WRITTEN EXERCISE A:
Locate each line in the rows below that contains the string "ground", and copy those lines.

EXCERPTED TEXT:

▼

Model#

Prior art#

Before we started developing this project we looked online for research and/or papers that have done something similar to what we were planning on doing. We found two researches, one by Giusti et al1. and one by Smolyanskiy et al.2 Giusti classified their images with 1 of 3 classes: left view, right view and center view. They trained their model to classify an image with one of these classes to then get steering from this prediction.

Smolyanskiy did the same things but instead of 3 classes, they used 6 classes. The 3 same classes as Giusti and 3 classes that represented if the drone was in the center, left or right of the path. The addition of these 3 classes was done to make sure that the drone always flies in the middle of the path and so to avoid obstacles to the side of the road.

You can keep adding classes to make a better steering estimation but this is not the best way to do this. We came with the idea to use image segmentation to create an exact mask of where the road is on the camera’s field of view. This way it is possible to make more accurate steering estimations and it even gives us the possibility to implement a system that is able to take turns.

Semantic segmentation#

Semantic segmentation is like object detection a computer vision technique. With object detection you are trying to detect a certain object in an image and most of the time draw a box around it. Semantic segmentation kind of does the same but it tries to label a region in an image. In our case, we are only interested where the road is, so we only need to mark the road and no other regions.

▲

PROVIDED RECORDS:
▼

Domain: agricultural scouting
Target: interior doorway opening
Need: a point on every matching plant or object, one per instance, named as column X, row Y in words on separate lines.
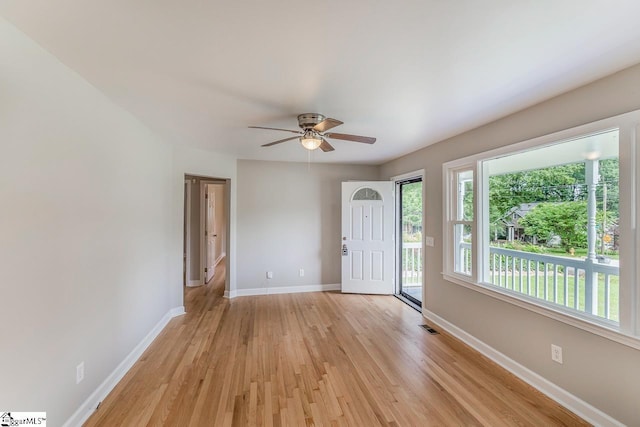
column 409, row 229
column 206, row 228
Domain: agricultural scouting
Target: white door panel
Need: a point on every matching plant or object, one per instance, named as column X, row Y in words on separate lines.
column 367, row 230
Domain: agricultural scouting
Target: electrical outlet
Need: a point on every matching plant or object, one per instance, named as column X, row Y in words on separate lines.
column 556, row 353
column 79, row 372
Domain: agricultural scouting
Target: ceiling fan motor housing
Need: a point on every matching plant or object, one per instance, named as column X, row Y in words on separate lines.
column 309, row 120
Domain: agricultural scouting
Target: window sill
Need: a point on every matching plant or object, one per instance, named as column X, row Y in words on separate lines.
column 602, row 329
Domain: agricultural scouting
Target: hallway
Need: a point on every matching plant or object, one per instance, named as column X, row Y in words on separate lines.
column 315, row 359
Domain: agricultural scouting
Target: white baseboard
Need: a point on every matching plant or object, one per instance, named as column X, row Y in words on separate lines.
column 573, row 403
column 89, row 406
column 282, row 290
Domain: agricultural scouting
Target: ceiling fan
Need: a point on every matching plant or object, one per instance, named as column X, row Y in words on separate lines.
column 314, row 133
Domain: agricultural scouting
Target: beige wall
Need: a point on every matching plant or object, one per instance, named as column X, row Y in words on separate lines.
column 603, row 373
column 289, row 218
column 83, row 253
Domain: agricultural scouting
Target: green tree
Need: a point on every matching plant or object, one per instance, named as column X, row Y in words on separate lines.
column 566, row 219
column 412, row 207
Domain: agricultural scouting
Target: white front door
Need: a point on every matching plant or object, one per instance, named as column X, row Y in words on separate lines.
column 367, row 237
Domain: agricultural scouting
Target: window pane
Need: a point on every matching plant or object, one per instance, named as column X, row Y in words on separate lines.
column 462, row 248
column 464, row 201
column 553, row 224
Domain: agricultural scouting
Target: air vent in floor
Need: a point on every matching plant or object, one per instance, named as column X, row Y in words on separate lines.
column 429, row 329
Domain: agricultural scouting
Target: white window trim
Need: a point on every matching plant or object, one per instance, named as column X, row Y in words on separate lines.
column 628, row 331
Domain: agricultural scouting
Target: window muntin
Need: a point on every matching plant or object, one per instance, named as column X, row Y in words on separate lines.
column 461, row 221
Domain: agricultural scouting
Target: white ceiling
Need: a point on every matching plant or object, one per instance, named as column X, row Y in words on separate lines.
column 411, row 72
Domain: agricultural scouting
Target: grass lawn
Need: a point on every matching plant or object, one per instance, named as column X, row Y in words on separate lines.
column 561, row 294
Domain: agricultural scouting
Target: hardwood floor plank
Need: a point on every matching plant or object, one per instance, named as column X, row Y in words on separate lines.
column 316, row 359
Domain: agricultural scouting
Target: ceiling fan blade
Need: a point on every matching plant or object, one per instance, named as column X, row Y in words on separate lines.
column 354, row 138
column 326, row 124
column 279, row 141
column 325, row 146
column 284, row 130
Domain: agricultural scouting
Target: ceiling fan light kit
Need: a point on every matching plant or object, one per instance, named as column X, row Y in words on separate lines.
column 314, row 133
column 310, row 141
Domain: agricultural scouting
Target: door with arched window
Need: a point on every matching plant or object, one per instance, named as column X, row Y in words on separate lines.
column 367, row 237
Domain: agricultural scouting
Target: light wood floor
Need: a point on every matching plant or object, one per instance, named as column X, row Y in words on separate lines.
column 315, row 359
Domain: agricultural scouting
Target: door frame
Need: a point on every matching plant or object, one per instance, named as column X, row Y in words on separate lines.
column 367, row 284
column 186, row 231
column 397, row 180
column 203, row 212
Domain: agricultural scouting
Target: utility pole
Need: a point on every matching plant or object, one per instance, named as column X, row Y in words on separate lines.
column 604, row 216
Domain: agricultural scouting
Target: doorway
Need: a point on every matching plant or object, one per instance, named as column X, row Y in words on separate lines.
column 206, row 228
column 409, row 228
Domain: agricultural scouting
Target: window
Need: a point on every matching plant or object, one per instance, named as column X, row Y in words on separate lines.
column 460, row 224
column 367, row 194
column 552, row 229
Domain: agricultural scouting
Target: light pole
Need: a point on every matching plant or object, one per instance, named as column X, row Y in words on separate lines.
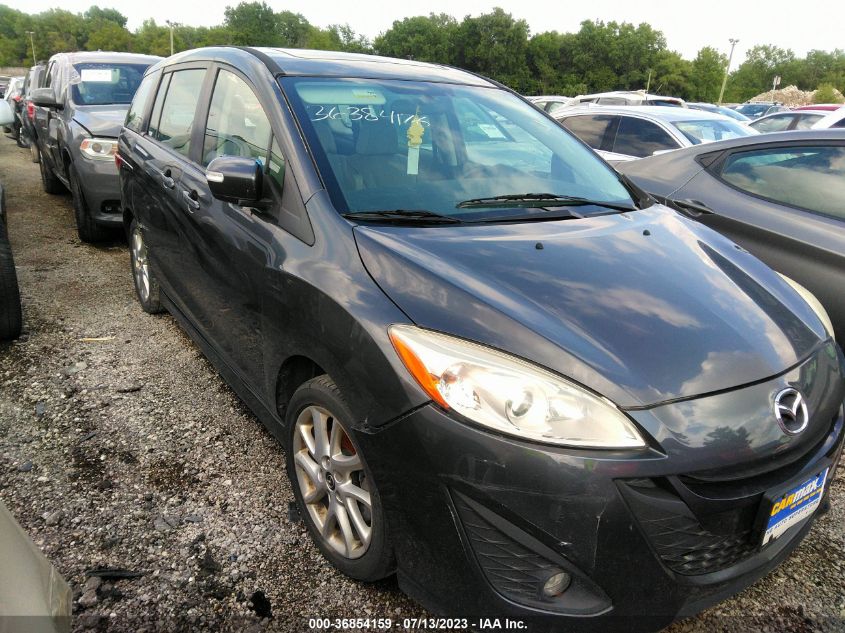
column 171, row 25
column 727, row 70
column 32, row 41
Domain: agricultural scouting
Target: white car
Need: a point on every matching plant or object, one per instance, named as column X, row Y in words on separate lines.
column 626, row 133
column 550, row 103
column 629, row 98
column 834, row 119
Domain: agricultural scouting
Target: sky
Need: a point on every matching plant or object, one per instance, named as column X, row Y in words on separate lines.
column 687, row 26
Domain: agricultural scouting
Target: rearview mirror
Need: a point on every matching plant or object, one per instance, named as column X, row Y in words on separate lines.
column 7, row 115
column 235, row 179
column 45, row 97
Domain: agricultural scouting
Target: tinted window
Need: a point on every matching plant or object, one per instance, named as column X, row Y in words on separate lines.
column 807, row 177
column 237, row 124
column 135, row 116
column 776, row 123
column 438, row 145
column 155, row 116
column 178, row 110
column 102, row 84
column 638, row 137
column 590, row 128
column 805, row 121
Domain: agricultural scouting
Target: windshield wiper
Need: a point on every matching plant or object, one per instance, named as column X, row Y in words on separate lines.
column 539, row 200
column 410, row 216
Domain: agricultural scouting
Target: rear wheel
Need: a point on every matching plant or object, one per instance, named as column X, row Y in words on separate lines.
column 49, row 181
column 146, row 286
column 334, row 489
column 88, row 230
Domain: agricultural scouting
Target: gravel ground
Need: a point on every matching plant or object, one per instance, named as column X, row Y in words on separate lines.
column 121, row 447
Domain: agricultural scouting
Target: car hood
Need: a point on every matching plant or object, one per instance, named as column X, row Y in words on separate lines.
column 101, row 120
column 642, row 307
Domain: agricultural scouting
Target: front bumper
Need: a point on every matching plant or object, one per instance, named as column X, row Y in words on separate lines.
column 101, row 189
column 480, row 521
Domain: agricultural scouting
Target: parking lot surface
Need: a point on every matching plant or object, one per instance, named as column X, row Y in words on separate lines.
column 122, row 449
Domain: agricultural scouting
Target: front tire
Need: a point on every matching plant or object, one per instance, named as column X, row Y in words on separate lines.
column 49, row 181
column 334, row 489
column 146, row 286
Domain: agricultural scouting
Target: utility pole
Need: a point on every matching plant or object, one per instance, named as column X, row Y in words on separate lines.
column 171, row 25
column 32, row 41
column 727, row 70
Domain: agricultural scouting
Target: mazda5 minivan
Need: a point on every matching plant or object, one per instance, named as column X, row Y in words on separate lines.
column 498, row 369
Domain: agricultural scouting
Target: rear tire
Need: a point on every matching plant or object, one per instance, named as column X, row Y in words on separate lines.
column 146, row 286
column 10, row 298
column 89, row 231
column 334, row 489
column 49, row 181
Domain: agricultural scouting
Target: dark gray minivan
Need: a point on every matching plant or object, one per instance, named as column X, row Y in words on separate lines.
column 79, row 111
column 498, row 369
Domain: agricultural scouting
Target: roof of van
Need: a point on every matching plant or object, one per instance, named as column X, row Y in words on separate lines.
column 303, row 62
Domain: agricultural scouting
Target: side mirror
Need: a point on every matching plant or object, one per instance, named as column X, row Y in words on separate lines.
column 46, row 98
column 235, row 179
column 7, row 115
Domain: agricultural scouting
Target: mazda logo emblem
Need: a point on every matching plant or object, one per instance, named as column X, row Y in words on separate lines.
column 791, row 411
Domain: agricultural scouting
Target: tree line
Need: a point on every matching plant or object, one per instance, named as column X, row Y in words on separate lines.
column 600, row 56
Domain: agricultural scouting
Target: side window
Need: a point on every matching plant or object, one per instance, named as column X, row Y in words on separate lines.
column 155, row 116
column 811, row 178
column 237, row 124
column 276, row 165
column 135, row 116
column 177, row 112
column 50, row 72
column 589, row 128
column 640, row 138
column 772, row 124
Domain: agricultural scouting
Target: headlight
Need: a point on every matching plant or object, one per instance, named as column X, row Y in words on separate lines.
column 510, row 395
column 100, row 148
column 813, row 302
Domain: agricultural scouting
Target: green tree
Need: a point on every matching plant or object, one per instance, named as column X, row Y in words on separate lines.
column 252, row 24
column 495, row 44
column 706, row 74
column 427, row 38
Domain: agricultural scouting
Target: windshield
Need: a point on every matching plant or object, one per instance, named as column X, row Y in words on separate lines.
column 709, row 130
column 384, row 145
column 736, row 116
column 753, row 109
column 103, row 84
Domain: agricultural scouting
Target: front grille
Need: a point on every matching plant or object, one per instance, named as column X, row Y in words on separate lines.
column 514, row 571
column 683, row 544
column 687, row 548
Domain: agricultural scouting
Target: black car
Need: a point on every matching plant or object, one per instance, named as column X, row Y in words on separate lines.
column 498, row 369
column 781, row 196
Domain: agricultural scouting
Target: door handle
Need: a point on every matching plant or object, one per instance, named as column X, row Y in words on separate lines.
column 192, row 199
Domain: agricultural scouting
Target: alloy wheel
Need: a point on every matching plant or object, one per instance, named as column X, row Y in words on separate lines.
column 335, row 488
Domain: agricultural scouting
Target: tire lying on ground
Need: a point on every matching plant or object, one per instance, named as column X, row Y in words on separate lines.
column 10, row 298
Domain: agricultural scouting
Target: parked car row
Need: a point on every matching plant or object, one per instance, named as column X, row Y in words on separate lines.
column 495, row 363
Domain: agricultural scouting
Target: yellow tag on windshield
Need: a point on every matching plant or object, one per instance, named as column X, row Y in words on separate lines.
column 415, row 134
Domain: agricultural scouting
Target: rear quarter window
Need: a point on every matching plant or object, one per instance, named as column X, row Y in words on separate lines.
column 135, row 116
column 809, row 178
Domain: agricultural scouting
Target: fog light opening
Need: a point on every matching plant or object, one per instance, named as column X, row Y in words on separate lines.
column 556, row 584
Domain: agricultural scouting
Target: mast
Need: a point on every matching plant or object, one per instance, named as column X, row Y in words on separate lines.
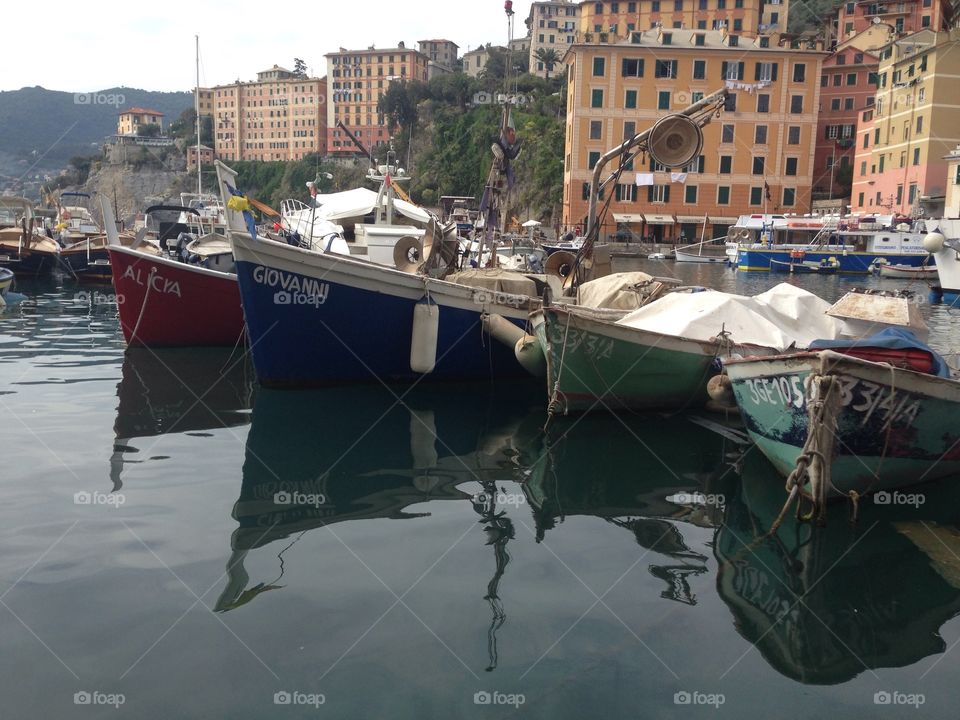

▲

WRITTEN EXERCISE B:
Carry on the write-up about steering a drone with road segmentation, starting after its last sentence.

OUTPUT A:
Target: gravel ground
Target: tire lying on ground

OUTPUT B:
https://i.imgur.com/VKcyK1y.png

Fig. 4 Semantic segmentation#

Datasets#

See Dataprep > Datasets for an overview of the datasets we used.

Augmentations#

To train a machine learning model you need lots and lots of ground truth data. Sometimes it is easy to collect the data and more data often means better results from your model. But in our case collecting and annotating the data is very labour intensive. Luckily there is a technique called data augmentations that takes a piece of data, in our case an image and the mask, and does some augmentations to it to create new data. Some examples of augmentations you can perform on images are: horizontal flip, crop, hue, color, etc.

One important thing when doing augmentations is that you have to use some type of randomization to augment the image. When you apply the same augmentation to every image, the results are not going to change much since the model overfits to that type of data. When you use a randomizer that sets some parameters in the augmentations you have a more varied set of augmentations and thus a more varied dataset.

We first wanted to use a library called ‘Albumentations’. This library has an easy to use API to perform augmentations on images and it had way better performance then the built-in Tensorflow augmentations. Unfortunately we were not able to use this library because it is not possible to run arbitrary Python code on a TPU. The TPUs only accept Tensorflow commands.

Architecture#

We chose to implement our model in Tensorflow, a machine learning library created by Google. The reason we chose Tensorflow is because it gave us the possibility to use a Keras model via the Tensorflow Keras API. This enabled us to use Google TPUs to train our model. Tensorflow also has a very active community and extensive documentation.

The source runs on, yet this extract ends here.